§ **WHAT YOU ARE ASKED TO DO**:
Swap "evenodd" for "nonzero" throughout the material below and copy it out with nothing else changed. Leave the pictures out.

☆ ☆ ☆ ☆

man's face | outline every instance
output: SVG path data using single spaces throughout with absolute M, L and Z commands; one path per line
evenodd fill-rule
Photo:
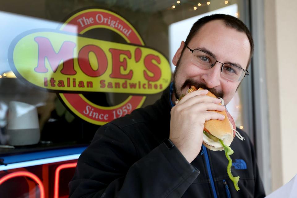
M 227 27 L 221 20 L 215 20 L 204 24 L 196 32 L 188 46 L 194 50 L 204 48 L 213 54 L 218 61 L 232 63 L 246 68 L 250 52 L 249 42 L 245 34 Z M 177 67 L 174 83 L 175 93 L 172 99 L 186 93 L 191 85 L 207 88 L 217 97 L 222 97 L 225 105 L 234 96 L 240 82 L 232 81 L 222 76 L 222 64 L 217 62 L 211 68 L 201 69 L 191 60 L 192 52 L 182 42 L 172 62 Z M 178 65 L 178 62 L 179 62 Z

☆ ☆ ☆ ☆

§ **TASK RESPONSE**:
man's face | outline every instance
output: SVG path data using single spaces throughout with absolute M, L and Z commands; one path per line
nonzero fill-rule
Photo:
M 227 27 L 221 20 L 215 20 L 204 24 L 196 32 L 188 46 L 194 50 L 204 48 L 213 54 L 218 61 L 232 63 L 246 68 L 250 52 L 249 42 L 245 34 Z M 177 67 L 174 83 L 175 93 L 172 99 L 186 93 L 191 85 L 207 88 L 217 97 L 222 97 L 225 105 L 234 96 L 240 82 L 232 81 L 222 76 L 222 64 L 217 62 L 211 68 L 201 69 L 191 60 L 192 52 L 182 42 L 172 62 Z M 178 65 L 178 62 L 179 62 Z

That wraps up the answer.